- _Short exercise 1_
According to the aluminum-air battery discussion, how many cycles do lithium batteries last?
- _Short exercise 2_
From the aluminum-air battery discussion, write out everything from "Breakthrough Extends the" down to "disadvantage: Cycle Life.".

- _Selected text_
Breakthrough Extends the Life of Aluminium-Air Batteries

Yep, they are nice... Except for one big problem as stated above: it is not rechargeable. There would need to be an infrastructure for recycling and exchange for aluminum air batteries to work. Feasible for planes and ships... Not so convenient for private cars.
Ah, the article I just read said rechargable in three minutes. Figured it was fishing for cash
 
I find it funny that while citing the advantages, they ignore the major glaring disadvantage: Cycle Life.

lithium batteries last 1000-3000+ cycles.

Aluminum Air batteries last 1 cycle!

It's not rechargeable...

Think about it, that eliminates recharging (time).

You poop out the old battery, eat a new one, off you go. About the same amount of time as filling a gas tank.

And all they have to do to ensure efficiency in that you aren't swapping out a 3/4 used battery (wasting 1/4), is just divide them into smaller units that can be consumed in order. So you have 4 individually swappable "Z" batteries.. (I mean Z should be much larger than AA right? :) ) As you drive they are used up in order. You get down to the last one, go to the battery station, swap 3 out, off you go. Can even be a smaller emergency battery (with say 100 mile range), like a spare tire, that's only used as last resort.

- _Data records_
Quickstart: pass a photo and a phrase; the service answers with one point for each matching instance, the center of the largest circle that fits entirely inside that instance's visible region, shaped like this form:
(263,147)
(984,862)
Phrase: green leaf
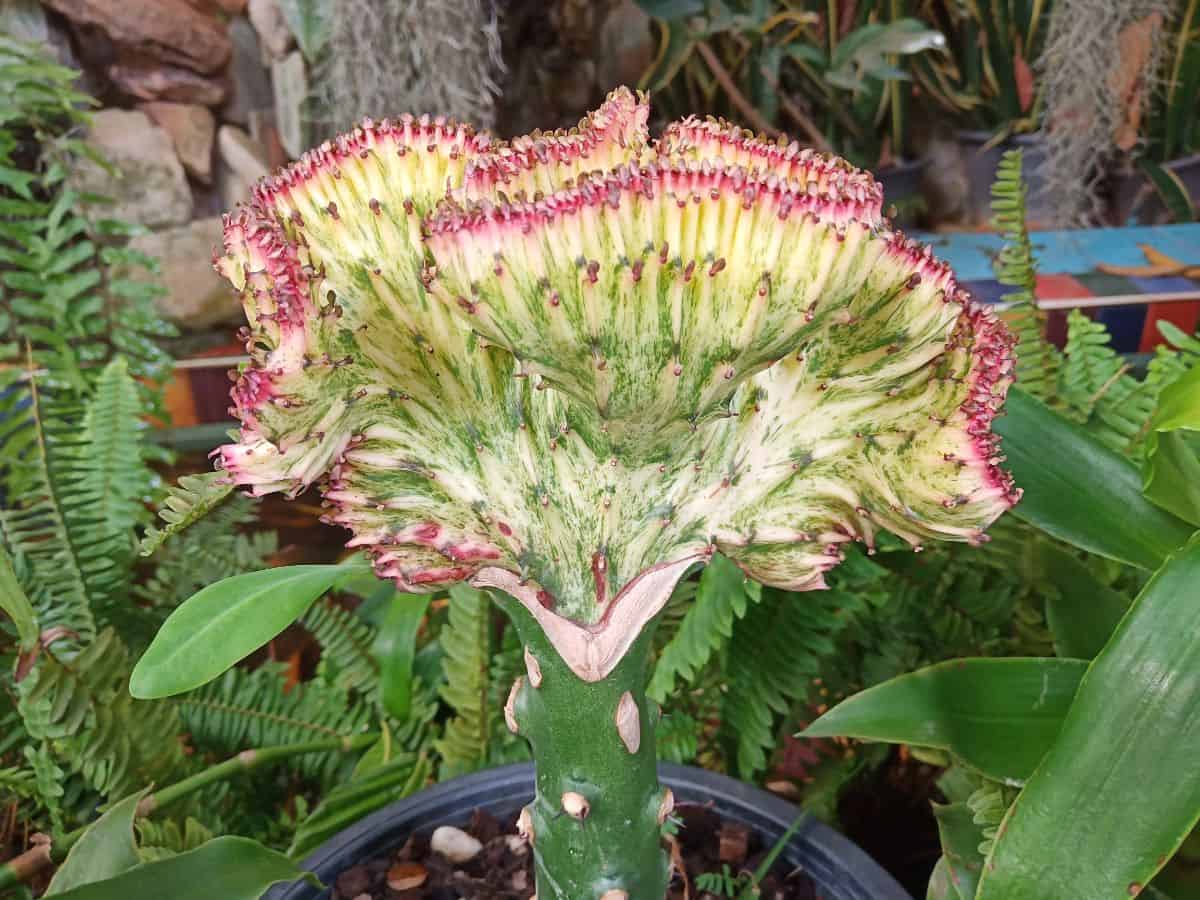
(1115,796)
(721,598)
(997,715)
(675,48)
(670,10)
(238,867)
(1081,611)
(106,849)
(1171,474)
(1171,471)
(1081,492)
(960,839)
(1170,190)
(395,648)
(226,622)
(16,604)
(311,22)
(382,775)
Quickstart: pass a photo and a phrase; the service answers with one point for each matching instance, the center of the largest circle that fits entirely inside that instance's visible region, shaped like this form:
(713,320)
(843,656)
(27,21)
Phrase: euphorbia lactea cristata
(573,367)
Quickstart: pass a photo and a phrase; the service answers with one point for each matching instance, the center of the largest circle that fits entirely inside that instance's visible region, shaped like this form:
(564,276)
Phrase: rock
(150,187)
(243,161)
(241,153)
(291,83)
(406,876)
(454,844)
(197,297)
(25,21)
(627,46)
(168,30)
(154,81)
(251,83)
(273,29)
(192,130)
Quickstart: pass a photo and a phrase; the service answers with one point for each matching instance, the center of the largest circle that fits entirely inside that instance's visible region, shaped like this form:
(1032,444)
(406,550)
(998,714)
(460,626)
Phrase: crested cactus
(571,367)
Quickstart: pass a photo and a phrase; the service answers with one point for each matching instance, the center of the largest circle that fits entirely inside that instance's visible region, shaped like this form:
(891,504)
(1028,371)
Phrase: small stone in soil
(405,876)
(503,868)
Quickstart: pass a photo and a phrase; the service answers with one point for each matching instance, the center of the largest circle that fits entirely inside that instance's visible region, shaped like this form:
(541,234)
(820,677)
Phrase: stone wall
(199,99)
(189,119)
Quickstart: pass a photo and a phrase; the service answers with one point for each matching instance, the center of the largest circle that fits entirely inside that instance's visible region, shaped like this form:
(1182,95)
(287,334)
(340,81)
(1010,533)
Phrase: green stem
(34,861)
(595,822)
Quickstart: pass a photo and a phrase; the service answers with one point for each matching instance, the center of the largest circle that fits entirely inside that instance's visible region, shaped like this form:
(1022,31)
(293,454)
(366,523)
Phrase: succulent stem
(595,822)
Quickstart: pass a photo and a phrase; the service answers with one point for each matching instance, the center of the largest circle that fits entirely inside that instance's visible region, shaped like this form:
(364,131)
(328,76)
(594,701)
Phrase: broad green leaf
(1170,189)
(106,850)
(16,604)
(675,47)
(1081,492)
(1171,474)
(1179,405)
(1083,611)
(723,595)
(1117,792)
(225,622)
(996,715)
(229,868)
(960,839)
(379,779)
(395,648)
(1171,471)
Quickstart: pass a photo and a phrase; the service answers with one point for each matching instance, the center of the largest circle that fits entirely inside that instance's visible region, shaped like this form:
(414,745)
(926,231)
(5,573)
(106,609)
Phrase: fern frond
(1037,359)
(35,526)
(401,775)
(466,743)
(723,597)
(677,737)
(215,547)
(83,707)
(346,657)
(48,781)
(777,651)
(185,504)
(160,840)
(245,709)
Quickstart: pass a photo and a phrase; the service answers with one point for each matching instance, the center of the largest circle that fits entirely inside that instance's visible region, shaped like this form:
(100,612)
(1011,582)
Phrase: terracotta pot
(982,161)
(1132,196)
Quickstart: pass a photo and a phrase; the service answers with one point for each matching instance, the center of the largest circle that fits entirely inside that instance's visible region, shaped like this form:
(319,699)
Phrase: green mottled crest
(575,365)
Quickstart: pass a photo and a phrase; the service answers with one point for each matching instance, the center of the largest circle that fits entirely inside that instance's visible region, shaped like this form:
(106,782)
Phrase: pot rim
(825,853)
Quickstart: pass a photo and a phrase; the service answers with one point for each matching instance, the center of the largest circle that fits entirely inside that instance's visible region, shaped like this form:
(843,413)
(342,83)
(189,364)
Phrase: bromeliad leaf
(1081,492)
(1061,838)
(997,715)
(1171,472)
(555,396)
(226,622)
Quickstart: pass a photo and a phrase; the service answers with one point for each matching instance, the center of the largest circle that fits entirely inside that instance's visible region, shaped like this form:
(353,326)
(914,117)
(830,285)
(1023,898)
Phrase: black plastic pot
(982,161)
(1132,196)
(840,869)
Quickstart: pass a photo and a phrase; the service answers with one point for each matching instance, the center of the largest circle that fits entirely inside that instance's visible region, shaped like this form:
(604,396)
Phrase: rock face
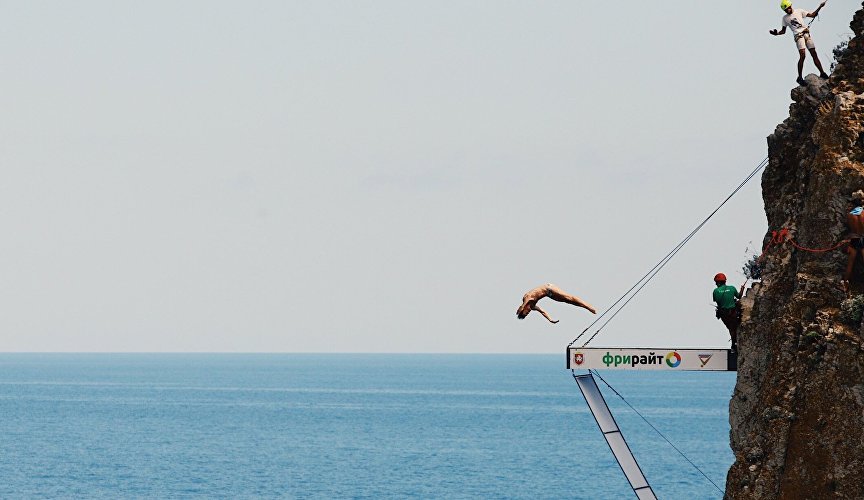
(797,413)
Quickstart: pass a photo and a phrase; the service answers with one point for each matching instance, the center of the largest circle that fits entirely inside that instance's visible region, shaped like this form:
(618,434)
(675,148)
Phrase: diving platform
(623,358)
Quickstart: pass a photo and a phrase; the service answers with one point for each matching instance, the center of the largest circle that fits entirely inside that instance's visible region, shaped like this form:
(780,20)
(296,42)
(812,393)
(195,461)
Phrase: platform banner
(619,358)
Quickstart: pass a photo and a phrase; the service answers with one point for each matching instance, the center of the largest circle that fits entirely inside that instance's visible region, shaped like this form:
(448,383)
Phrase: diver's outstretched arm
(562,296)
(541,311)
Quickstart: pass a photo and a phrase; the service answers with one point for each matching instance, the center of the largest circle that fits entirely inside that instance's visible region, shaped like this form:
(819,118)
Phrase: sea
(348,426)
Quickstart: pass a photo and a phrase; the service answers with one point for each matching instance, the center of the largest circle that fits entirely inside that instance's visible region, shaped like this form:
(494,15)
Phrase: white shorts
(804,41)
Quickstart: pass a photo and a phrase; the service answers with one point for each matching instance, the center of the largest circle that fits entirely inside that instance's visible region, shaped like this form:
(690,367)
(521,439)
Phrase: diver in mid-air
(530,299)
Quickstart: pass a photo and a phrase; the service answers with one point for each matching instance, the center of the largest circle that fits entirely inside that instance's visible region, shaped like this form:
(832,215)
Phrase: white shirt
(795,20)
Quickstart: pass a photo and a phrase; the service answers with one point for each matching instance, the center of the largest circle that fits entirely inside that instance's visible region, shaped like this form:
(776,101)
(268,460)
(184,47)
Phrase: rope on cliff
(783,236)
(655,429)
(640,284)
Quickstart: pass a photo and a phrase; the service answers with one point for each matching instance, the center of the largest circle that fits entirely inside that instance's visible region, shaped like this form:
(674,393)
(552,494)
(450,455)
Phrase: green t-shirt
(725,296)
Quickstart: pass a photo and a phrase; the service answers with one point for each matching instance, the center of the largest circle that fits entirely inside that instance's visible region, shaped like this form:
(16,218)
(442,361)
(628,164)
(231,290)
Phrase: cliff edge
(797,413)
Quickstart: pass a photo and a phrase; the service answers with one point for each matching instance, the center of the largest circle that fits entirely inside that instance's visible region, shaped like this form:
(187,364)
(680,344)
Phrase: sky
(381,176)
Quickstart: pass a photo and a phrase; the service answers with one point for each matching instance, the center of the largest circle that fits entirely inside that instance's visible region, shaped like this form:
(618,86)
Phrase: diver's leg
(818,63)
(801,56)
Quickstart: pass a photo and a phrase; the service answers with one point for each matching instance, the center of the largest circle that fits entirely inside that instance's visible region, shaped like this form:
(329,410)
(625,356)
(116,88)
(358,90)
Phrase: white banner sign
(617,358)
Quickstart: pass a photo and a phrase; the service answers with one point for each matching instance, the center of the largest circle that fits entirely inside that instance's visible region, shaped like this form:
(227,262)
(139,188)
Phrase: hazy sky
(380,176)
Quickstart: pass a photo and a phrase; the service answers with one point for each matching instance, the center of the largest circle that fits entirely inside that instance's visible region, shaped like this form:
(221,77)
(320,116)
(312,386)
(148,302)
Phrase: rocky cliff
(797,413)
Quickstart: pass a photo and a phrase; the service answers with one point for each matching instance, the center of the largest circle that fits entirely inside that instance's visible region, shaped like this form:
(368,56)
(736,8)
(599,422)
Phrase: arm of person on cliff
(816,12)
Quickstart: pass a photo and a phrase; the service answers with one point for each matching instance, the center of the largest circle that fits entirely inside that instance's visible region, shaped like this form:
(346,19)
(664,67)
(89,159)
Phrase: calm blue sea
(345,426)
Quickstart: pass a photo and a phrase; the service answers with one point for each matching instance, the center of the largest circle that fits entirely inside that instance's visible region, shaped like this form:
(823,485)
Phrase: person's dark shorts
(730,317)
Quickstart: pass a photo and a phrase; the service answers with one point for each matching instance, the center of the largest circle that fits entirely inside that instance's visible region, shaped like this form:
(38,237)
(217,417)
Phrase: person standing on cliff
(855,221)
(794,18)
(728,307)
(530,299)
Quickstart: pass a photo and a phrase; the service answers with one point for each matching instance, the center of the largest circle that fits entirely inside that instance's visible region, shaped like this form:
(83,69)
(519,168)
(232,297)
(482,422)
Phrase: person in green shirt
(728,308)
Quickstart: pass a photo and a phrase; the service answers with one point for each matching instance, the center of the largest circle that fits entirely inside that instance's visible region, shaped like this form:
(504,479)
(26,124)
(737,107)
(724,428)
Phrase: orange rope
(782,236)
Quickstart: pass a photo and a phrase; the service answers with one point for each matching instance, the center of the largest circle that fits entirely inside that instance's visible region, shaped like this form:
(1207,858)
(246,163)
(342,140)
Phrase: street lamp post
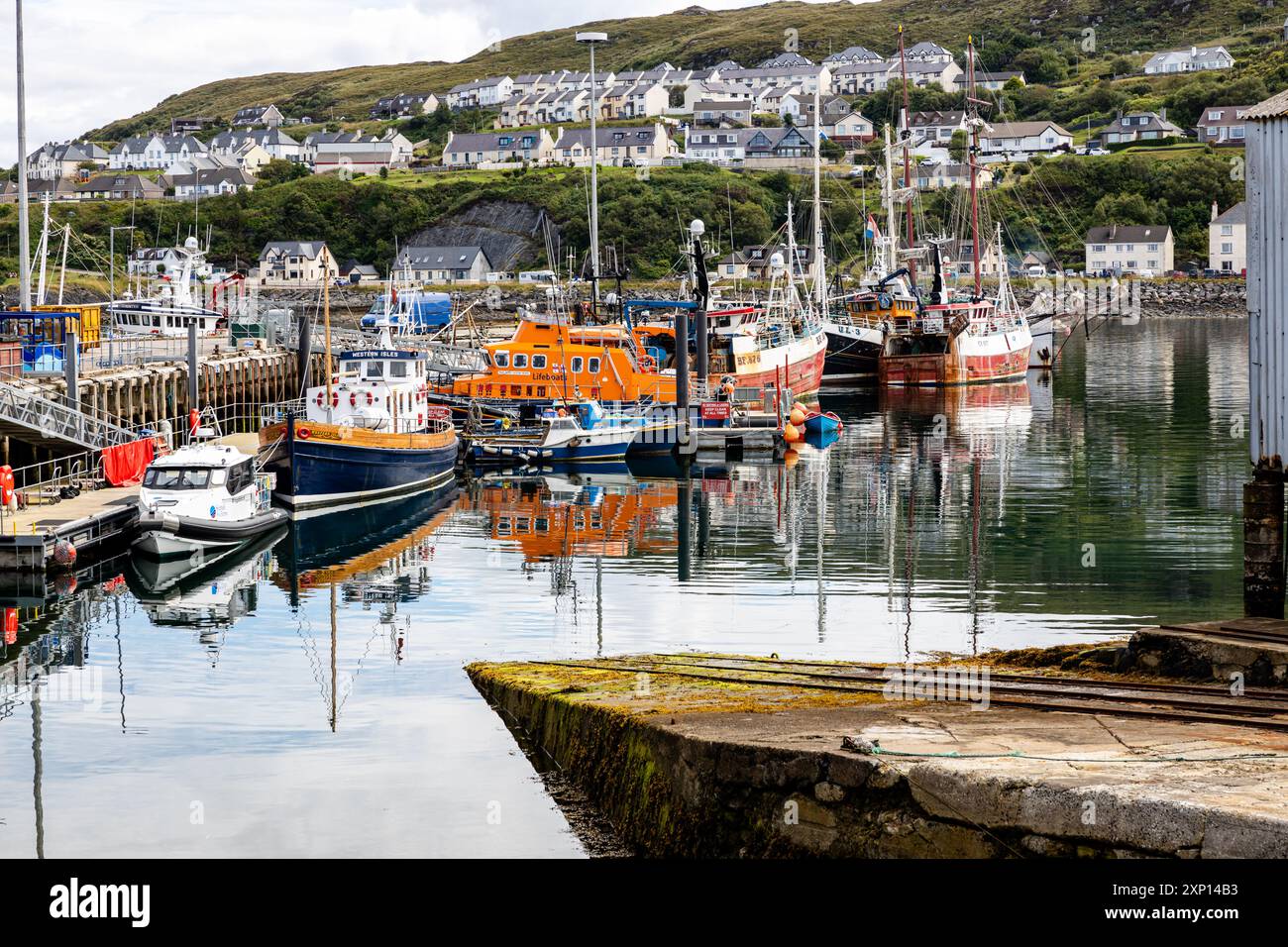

- _Correct answer 1_
1000-3000+ cycles.

- _Correct answer 2_
Breakthrough Extends the Life of Aluminium-Air Batteries

Yep, they are nice... Except for one big problem as stated above: it is not rechargeable. There would need to be an infrastructure for recycling and exchange for aluminum air batteries to work. Feasible for planes and ships... Not so convenient for private cars.
Ah, the article I just read said rechargable in three minutes. Figured it was fishing for cash
 
I find it funny that while citing the advantages, they ignore the major glaring disadvantage: Cycle Life.